───── MATERIAL FOR THIS TASK

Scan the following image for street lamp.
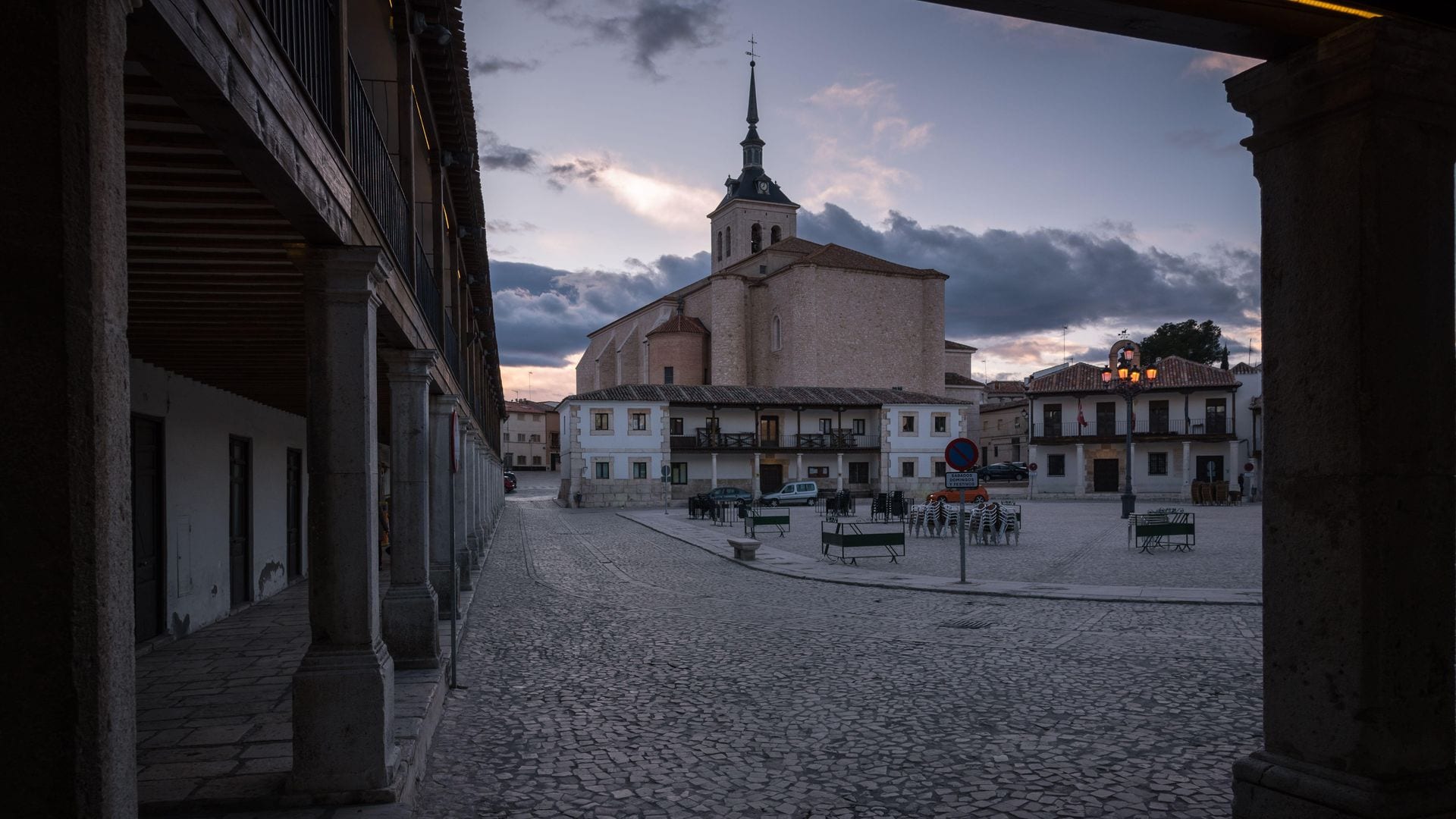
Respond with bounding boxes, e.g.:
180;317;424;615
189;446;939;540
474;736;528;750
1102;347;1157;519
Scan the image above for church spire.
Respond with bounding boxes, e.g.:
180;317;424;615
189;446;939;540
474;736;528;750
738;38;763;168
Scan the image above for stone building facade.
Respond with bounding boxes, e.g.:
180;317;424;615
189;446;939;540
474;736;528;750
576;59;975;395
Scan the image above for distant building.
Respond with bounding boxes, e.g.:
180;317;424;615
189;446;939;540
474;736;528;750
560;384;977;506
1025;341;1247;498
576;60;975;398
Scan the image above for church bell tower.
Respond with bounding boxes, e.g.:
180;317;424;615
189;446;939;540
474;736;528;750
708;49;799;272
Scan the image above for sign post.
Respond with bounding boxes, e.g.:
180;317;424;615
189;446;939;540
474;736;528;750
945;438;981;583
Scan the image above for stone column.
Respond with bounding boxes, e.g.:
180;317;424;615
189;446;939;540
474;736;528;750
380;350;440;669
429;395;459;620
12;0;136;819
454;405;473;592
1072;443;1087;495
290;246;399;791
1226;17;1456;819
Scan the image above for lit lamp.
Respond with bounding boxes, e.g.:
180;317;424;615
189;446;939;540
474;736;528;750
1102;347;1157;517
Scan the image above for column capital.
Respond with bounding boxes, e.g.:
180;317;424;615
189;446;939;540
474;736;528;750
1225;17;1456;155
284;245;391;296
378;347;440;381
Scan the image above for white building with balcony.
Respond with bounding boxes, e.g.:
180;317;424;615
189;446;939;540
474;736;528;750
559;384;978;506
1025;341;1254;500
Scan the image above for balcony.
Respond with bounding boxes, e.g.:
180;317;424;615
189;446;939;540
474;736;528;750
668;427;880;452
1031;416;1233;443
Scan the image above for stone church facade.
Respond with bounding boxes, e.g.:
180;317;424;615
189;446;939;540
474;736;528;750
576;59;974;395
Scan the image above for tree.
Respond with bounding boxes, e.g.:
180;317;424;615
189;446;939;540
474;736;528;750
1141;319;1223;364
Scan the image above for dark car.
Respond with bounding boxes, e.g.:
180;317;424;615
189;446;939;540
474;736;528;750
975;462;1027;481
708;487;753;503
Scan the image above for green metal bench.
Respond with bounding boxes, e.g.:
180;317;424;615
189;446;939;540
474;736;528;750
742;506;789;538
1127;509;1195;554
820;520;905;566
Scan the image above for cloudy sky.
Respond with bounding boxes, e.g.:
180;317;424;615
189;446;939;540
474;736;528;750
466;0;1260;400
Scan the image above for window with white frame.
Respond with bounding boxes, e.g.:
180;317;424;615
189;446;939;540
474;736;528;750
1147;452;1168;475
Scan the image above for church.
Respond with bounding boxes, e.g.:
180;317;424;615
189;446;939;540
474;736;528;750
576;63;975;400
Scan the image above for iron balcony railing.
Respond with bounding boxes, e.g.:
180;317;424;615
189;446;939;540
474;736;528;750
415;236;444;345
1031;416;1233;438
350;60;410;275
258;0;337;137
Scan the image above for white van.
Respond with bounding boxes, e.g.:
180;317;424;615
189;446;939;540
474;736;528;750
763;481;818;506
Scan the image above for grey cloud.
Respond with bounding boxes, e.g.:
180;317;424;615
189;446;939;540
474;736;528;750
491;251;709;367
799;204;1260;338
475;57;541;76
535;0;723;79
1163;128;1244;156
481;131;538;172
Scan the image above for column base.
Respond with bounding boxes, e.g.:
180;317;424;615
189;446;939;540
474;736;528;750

──────────

**WHAT IS EXPECTED:**
Retype the records from their start through the line containing "945;438;981;583", inclusive, leaving the pictures out.

**FULL ANSWER:**
Scan the following image for street lamp.
Respond with bounding boxes, e.g.:
180;317;424;615
189;446;939;540
474;736;528;750
1102;347;1157;519
Scan the image above for church spire.
Respond with bounding boxes, e.g.:
180;317;424;615
189;446;939;540
474;736;528;750
738;38;763;168
Scan the image above for stone building facade.
Respond with bounding boxes, e.g.:
180;317;424;615
189;446;939;540
474;736;528;750
576;59;975;395
Scan the image above for distant building.
Respond with bounding boxes, e.g.:
180;317;424;615
189;446;939;540
474;736;528;750
560;384;977;506
1025;341;1247;498
576;60;975;398
Scan the image above for church bell tower.
Respond with bounding boxes, e.g.:
180;317;424;615
189;446;939;540
474;736;528;750
708;49;799;272
Scan the image above for sign post.
Respond with bounding boxes, e.g.:
180;317;424;615
189;446;939;540
474;736;528;750
945;438;981;583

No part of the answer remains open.